STA312f23 Final Exam
This information applies only to the regular final exam, not the special deferred exam.
Time and location
The final exam will be on Saturday December 9th from 9am - 12 noon in KN 137. Questions are like the quiz questions and the homework.
Format
The exam has 9 questions, most with parts a, b, c and so on. It is 15 pages including the cover sheet and my R input and output. You will write your answers on the question paper. There will be a separate
formula sheet. Keep a copy of the formula sheet handy as you prepare for the exam.
Homework
This course is mostly about the homework. The homework tells you what I want you to be able to do. Lecture material is only useful to the extent that it helps you do the homework. If the text and other readings are helpful too, that is great.
To study for the final, I recommend that you
- Ignore Assignment One, which was review. You will have do do some of this stuff, but it is covered in later assignments.
- Do the sample questions presented in lecture; treat them as problems with solutions.
- Re-do the non-R parts of the homework.
- For each assignment, locate the corresponding lecture slides. This is mostly indicated on the course website.
- Look at the lecture slides and the homework problems together. Observe how most of the homework problems are asking you to use some concept or method from the lecture.
- Re-do the problems, referring to your earlier answers
- If you do not understand what a problem means or what it is asking you to do, this means you should find out. You are missing something, and it could be on the final exam.
- Using R, do something reasonable with the data sets described in the next section.
R
The R part of the final exam will be worth 24 marks out of 100. You will not write any R code on the exam, and you will not bring your printouts to the exam. You will answer questions based on my analyses, using at least one of the following data sets.

-- LISTED RECORDS --
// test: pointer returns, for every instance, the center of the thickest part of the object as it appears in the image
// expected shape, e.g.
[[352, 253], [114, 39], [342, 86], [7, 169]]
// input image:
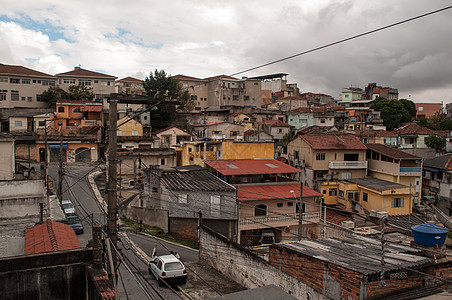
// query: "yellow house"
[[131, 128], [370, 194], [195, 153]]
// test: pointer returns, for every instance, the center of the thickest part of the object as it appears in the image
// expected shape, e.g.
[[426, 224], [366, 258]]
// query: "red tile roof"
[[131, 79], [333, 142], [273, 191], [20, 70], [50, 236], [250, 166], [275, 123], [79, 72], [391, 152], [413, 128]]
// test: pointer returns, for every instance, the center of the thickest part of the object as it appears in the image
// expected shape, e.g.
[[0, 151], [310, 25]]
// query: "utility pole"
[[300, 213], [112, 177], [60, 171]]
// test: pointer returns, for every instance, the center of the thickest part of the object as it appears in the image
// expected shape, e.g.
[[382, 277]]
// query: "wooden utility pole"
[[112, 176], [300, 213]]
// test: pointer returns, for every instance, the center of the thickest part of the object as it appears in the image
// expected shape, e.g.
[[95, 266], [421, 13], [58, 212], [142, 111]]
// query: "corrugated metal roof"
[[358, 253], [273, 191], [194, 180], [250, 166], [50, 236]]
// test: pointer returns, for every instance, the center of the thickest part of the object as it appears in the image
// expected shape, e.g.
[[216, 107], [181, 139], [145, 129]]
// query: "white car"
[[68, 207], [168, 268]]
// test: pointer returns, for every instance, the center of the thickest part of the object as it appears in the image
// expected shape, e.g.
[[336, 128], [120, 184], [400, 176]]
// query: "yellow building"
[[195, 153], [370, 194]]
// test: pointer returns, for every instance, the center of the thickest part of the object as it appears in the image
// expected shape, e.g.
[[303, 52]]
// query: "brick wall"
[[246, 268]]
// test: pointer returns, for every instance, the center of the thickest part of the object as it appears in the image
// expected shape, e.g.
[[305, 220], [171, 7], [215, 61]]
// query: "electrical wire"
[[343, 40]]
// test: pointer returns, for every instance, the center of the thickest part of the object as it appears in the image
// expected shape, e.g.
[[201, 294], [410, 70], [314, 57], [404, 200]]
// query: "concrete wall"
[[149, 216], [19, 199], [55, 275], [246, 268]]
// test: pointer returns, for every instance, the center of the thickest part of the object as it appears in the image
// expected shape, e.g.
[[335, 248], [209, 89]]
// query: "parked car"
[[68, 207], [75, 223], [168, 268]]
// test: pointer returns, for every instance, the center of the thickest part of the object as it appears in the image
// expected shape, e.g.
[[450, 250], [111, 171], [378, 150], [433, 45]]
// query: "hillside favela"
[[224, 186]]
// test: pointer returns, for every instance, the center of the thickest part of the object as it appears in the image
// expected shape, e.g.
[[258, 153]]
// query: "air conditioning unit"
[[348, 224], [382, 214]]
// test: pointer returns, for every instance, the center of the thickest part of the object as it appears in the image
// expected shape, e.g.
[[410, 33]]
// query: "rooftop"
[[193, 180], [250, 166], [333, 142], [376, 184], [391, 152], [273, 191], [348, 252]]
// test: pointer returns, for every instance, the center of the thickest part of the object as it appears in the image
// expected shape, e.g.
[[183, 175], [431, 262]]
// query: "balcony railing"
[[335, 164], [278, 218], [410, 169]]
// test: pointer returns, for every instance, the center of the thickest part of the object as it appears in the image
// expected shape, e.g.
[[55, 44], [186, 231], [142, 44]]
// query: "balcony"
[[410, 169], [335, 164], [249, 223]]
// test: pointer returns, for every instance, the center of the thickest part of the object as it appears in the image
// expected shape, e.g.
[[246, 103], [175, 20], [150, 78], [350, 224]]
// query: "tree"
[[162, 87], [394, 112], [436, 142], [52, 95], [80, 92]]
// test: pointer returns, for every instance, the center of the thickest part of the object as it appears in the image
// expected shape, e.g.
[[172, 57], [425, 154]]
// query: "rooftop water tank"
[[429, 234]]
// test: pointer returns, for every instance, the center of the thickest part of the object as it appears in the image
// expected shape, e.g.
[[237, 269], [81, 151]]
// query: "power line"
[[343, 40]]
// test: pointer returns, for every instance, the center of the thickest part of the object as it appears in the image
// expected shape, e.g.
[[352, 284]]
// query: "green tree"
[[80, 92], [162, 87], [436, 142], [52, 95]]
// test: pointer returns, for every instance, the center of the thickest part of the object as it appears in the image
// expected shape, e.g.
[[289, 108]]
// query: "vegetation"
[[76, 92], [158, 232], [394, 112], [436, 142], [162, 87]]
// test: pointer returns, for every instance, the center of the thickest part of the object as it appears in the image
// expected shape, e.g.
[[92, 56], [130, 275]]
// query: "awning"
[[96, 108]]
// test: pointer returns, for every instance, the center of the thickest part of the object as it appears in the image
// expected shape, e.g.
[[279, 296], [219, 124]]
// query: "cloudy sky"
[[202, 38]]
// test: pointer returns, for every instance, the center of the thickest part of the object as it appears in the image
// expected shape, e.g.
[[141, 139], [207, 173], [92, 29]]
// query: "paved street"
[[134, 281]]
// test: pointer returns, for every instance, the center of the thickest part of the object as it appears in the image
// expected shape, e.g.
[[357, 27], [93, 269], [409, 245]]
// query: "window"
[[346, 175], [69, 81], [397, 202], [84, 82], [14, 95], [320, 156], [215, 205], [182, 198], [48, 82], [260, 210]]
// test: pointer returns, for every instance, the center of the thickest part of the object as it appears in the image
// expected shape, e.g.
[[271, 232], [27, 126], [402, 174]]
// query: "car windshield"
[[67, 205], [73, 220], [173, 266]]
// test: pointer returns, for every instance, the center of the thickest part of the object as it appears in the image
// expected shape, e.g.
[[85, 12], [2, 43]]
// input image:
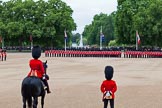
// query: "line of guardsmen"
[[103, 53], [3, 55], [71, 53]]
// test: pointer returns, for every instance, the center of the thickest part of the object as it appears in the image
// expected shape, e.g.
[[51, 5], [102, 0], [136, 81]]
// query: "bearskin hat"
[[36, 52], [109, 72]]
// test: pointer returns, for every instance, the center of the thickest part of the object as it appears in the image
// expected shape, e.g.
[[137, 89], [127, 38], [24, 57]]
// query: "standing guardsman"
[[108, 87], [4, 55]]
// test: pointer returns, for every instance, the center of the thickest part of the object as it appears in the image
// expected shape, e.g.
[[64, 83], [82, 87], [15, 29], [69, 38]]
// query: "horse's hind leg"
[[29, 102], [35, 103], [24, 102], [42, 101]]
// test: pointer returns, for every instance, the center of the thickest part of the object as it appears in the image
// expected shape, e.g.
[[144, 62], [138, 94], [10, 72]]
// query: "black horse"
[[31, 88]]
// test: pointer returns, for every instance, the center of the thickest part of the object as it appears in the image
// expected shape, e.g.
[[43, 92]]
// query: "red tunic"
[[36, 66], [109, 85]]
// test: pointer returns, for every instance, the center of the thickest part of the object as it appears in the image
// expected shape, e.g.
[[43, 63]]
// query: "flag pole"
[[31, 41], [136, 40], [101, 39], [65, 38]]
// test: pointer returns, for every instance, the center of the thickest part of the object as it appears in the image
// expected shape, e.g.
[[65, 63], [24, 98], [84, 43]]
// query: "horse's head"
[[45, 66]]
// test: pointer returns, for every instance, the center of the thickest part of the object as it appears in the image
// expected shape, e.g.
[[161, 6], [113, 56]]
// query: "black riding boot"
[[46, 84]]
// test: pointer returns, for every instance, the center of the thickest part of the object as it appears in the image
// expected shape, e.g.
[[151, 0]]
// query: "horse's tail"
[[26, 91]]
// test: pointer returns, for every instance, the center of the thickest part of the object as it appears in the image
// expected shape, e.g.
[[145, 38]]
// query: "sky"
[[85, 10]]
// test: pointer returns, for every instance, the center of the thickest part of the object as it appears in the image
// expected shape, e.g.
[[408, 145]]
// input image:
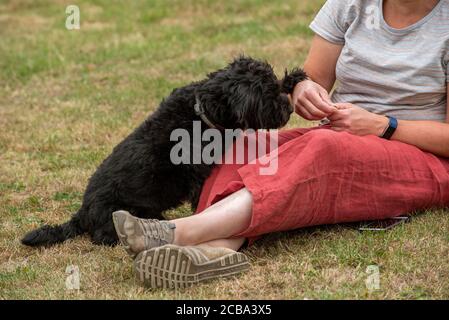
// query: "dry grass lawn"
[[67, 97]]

-- TASK SET --
**A)** Write out the final exam notes word for word, from "- For each assignment, locate" to "the final exam.".
**B)** Continue the final exam notes, starting after their last sentence.

-- ANSWERS TO THE EXERCISE --
**A)**
- For each assignment, locate the corresponding lecture slides. This is mostly indicated on the course website.
- Look at the lecture slides and the homework problems together. Observe how most of the homework problems are asking you to use some concept or method from the lecture.
- Re-do the problems, referring to your earlier answers
- If you do not understand what a problem means or what it is asking you to do, this means you should find out. You are missing something, and it could be on the final exam.

**B)**
- bfeed in the KMsurv package
- The liver data: In the liver disease data, patents were randomly assigned to one of two drugs, or to a placebo. The data file includes age and sex (1=F). Blood platelet count was recorded for each patient in each time period. The data are available at
http://www.utstat.toronto.edu/brunner/data/legal/liver.data.txt
What should you do? In my opinion, more or less what you did on the R part of the homework. Also see the R lecture displays. There is more than one "right" answer, so beware of being persuaded by your friends. Think for yourself. The important thing is to become familiar with the data sets, try some analyses, and understand the results.
Material on model diagnostics (lecture units 26 and 27) will appear only in the R part of the final exam, if it appears at all. Note that if I did not do something in the R lectures, it is very unlikely that I would do it on the final exam. I am trying to be predictable here, I hope there will be no surprises.
Office hours
- Tuesday Dec. 5th 7-9 pm, online (Marija)
- Thursday Dec 7th 1-3 (Jerry)
- Friday Dec 8th 1-3 (Jerry)
More suggestions and comments
- Formula Sheet: Be familiar with what's on it. This can save you a lot of time. The rule is that you can use anything you are not being directly asked to prove.
- Bring a calculator with log and exponential functions. Make sure it's the natural log, not log base 10.
- Stating the null hypothesis: In this course, null hypotheses do not have greater than or less than signs. The significance level is always α = 0.05.
- Past final exams: Avoid them. This is a topics course, and earlier versions of STA312 were on different topics.
- Plain language conclusions: at least one question will ask you to state conclusions in "plain, non-statistical language." Here are some guidelines.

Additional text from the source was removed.